#### Task brief:
Reproduce the records below, replacing every "that would be a great help" with "it would be much appreciated" and leaving everything else unchanged.

- - - - -

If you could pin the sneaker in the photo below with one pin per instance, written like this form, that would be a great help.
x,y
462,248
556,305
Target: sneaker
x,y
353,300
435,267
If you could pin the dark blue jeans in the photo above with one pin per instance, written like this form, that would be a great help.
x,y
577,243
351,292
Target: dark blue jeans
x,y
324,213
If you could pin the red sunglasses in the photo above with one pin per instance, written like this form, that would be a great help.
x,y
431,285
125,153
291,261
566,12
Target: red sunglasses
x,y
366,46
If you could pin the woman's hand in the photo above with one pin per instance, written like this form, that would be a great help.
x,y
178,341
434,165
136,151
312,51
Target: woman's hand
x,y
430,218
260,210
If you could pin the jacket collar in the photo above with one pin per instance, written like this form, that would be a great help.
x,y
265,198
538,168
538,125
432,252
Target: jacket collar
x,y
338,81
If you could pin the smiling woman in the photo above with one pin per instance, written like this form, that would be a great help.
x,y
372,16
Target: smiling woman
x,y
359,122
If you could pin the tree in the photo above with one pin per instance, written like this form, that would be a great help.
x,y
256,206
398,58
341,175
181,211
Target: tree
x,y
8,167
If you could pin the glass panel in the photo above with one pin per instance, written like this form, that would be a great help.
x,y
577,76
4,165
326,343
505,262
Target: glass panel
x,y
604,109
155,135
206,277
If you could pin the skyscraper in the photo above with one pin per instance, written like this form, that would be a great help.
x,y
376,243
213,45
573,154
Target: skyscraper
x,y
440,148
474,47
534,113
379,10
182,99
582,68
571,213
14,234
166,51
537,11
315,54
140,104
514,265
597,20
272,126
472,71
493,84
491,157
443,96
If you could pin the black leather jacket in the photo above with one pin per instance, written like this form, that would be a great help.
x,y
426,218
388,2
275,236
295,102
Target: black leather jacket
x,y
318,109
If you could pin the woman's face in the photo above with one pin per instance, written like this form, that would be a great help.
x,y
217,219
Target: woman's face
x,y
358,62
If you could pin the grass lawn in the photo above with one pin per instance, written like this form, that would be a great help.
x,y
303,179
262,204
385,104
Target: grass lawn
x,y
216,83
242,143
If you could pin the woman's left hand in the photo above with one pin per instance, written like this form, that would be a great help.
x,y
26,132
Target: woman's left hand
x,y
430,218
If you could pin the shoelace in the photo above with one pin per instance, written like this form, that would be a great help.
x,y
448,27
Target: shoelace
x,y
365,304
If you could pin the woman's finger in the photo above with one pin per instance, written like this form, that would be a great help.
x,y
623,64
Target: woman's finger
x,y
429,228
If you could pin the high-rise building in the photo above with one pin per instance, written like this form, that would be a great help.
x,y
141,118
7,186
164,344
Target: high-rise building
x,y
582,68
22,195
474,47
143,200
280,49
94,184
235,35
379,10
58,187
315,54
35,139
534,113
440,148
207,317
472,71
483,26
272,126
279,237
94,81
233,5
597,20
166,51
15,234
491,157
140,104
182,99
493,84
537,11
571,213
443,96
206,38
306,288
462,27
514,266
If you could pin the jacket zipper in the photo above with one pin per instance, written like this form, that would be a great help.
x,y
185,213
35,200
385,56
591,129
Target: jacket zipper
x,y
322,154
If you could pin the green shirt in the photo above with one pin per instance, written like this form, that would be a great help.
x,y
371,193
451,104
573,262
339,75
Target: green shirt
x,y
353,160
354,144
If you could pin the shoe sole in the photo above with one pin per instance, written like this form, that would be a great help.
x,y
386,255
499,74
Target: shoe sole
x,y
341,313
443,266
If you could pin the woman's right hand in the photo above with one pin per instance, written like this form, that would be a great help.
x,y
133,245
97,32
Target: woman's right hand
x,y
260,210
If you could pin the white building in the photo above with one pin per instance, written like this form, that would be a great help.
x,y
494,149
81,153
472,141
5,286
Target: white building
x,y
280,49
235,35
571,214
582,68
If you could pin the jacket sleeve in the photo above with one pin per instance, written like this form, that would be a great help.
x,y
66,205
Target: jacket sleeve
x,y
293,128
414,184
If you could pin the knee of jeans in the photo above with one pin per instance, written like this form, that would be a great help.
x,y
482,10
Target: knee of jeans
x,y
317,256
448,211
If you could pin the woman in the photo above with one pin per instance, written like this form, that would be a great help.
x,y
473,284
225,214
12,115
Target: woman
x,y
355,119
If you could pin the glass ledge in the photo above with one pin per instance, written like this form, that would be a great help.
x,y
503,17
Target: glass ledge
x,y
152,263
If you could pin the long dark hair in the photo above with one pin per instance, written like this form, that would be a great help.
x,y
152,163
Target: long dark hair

- - - - -

#### Problem solution:
If you could pin the sneaker in the photo below with one pin per instance, written like this form, it would be much appreciated.
x,y
462,248
556,305
Target: sneaker
x,y
353,300
435,267
If you could pin the dark blue jeans in the photo above with one pin per instance, written like this form, it would be much appreciated.
x,y
577,243
351,292
Target: dark blue jeans
x,y
324,213
If you could pin the red sunglasses in the photo above with one pin per instance, written like this form, it would be much appreciated.
x,y
431,285
125,153
291,261
566,12
Target: red sunglasses
x,y
366,46
If you could pin the woman's hand in the photo above with one pin per instance, written like this form, it would be much appreciated.
x,y
178,341
434,165
136,151
312,51
Target: woman's hand
x,y
430,218
260,210
If you could pin the jacket collar in the photo above with one pin per instance, written like this form, it would be much appreciated.
x,y
265,198
538,168
538,125
432,252
Target: jacket collar
x,y
338,81
If you could pin the smiling woman in the photo above with one pin per instance, written like this form, it would be much appreciated.
x,y
372,16
Target: smiling woman
x,y
359,122
If you could pin the tree in the photo above with one pin per instance, written like this form, it would be much appreciated.
x,y
256,206
398,58
341,175
181,211
Target: tree
x,y
8,167
If you could pin the glass panel in the photo above with one pin per instance, written like this form, it would be much appreciated.
x,y
577,76
4,165
326,343
505,262
Target: glass panel
x,y
604,109
155,135
206,277
If you could pin the skyscraper in the photo above with one pin per instance, written like this form, it would be much appreciated.
x,y
376,243
213,45
573,154
Target: skyscraper
x,y
440,148
474,47
534,113
379,10
182,99
582,68
571,213
14,234
166,51
537,11
315,54
140,104
514,265
597,20
272,126
472,71
493,84
491,157
443,96
If you could pin the black leather jacket in the photo above with one pin per instance, written like this form, it would be much appreciated.
x,y
426,218
388,2
275,236
295,102
Target: black leather jacket
x,y
318,109
If you could pin the woman's face in the photo above with one pin per instance, written like this form, it would be much appreciated.
x,y
217,219
Target: woman's face
x,y
358,62
If you could pin the grass lawn in the photo above with one pin per instance, written like this form, it would be much appreciated.
x,y
303,179
262,204
385,104
Target: grass lawn
x,y
216,83
242,143
If you could pin the woman's left hand in the photo above with one pin per instance, written like this form, it would be much appreciated.
x,y
26,132
Target: woman's left hand
x,y
430,218
If you could pin the shoelace in the photo above with one pin per instance, written like this form, it would be much appreciated.
x,y
448,27
Target: shoelace
x,y
365,304
If you could pin the woman's finger in the photo above with one pin per instance, written like this form, it would be much appreciated.
x,y
623,64
Target: woman's finger
x,y
429,228
If you could pin the high-rise building in the photo above with one pin per instance, written like this form, it would be much appreciated.
x,y
141,118
7,186
164,344
Target: high-rise building
x,y
582,68
22,195
474,47
143,200
280,49
94,184
235,35
379,10
58,187
315,54
35,139
534,113
440,148
207,317
472,71
483,26
272,126
279,237
94,81
233,5
597,20
166,51
15,234
491,157
140,104
182,99
493,84
537,11
571,213
443,96
206,38
306,288
462,27
514,266
If you could pin the jacket zipper in the photo above with one pin per instance, written like this form, it would be much appreciated.
x,y
185,213
35,200
385,56
591,129
Target: jacket zipper
x,y
322,154
If you could pin the green shirt in the photo above with one pin per instance, written like this form, it would be much appreciated.
x,y
371,193
451,104
573,262
339,75
Target: green shirt
x,y
353,160
354,144
If you could pin the shoe sole in the photo above with one pin per instance, written like this form, it would be much appreciated.
x,y
386,255
499,74
Target: shoe sole
x,y
341,313
443,266
If you could pin the woman's right hand in the photo above with one pin per instance, written like this form, it would be much appreciated.
x,y
133,245
97,32
Target: woman's right hand
x,y
260,210
If you could pin the white building in the photo above with one pin per instance, written like this form, it would be much appreciated.
x,y
494,149
81,153
472,141
5,286
Target: white building
x,y
280,49
235,35
571,214
582,68
If you could pin the jacket sleeve in the photo above with one pin per instance, written like this form, it would be much appreciated.
x,y
66,205
Target: jacket sleeve
x,y
293,128
414,184
If you could pin the knee of jeans in the photo above with one pin per instance, written like this form, it would be much appreciated.
x,y
482,10
Target: knee of jeans
x,y
317,256
448,211
If you could pin the woman in the photo above with one pin per instance, written like this form, it would be much appreciated.
x,y
473,284
225,214
12,115
Target: woman
x,y
355,119
If you could pin the glass ledge in the photo above with one pin per instance, written like this form, it would be much appreciated.
x,y
503,17
Target: glass ledge
x,y
152,263
If you could pin the long dark hair in the photo above with one pin per instance, written like this form, it would be much appreciated.
x,y
152,163
Target: long dark hair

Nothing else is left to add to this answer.